• WORK INSTRUCTIONS: Rewrite the following records with "police shield" swapped for "riot shield" and everything else unchanged, leaving out the pictures.

• DATA FOR THIS EXERCISE:

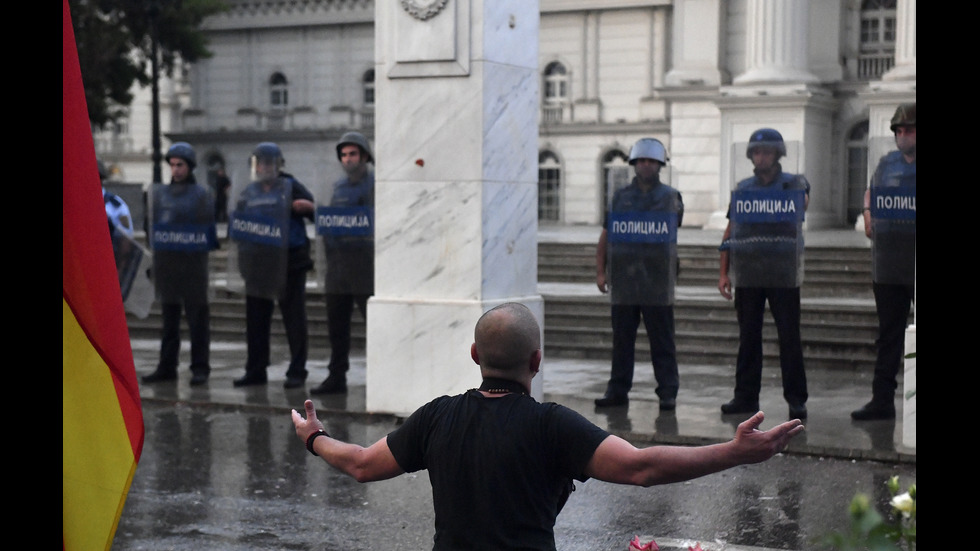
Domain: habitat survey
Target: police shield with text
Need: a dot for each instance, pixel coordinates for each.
(762, 259)
(636, 262)
(182, 233)
(345, 224)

• THE OUTPUT:
Domain: habitat survey
Target: riot shield with text
Need: a dot for each instance, pixel coordinates for each.
(762, 259)
(636, 262)
(182, 233)
(345, 224)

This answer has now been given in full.